Mabrouk: Salt of the earth
By Pierre Loza
"My mother gave birth to me in the wake of my five-year-old brother's death. She gave me his name to save herself the hassle of obtaining another birth certificate. On paper, I'm five years older than I really am..." Thus Mabrouk, the Western Desert's best known sculptor -- visual or rather plastic spokesman for a community which, though remote and isolated, encapsulates some of the most refined values of this part of the world -- especially in this person, whose Upper Egyptian family origins are apparent in the dialect he speaks, however influenced it might be by the Arabic of the desert dwellers; he addresses people almost exclusively as "my son", "my father", "my brother". Significantly, it is old-fashioned goodness that marks him -- a quality present equally in his demeanour and clay creations, many of which are elderly figures whose wrinkles seem to be engraved by the desert wind. With the occasional word of English supplementing the flowing cadences of his narrative, he betrays years of travel and triumphant journeys during which his sculptures made an impression abroad.

Instruction:
Extend the profile of the Western Desert sculptor Mabrouk, beginning after its final sentence.

Information shown:
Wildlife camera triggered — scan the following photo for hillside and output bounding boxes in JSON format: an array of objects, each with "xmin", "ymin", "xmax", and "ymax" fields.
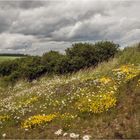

Output for this task:
Mabrouk's fascination with the elderly, he explains, is a result of his attachment to his grandparents all through childhood. He recalls how, at the tender age of four, he was drawn to the ancient temple of Ibis, next to his grandfather's field, with its elaborate wall painting and sculptures. "I used to go inside the temple and imagine myself living with the people on its walls. Sometimes I would even sleep inside the temple's holy of holies. It was at that point that I started imitating what I saw, using mud." After the temple guard took him home wrapped in a blanket late one night, word of his mud sculptures spread; and his family concluded that he must be possessed by an Ancient Egyptian spirit. "My father would beseech God for protection every time he laid eyes on me; he used to beat me in vain attempts to exorcise the spirit." He still has a vivid memory of his grandmother taking him to the village sheikh for the same purpose. "But I knew there was nothing wrong with me," he chuckles. "After all this trouble I resorted to drawing instead..."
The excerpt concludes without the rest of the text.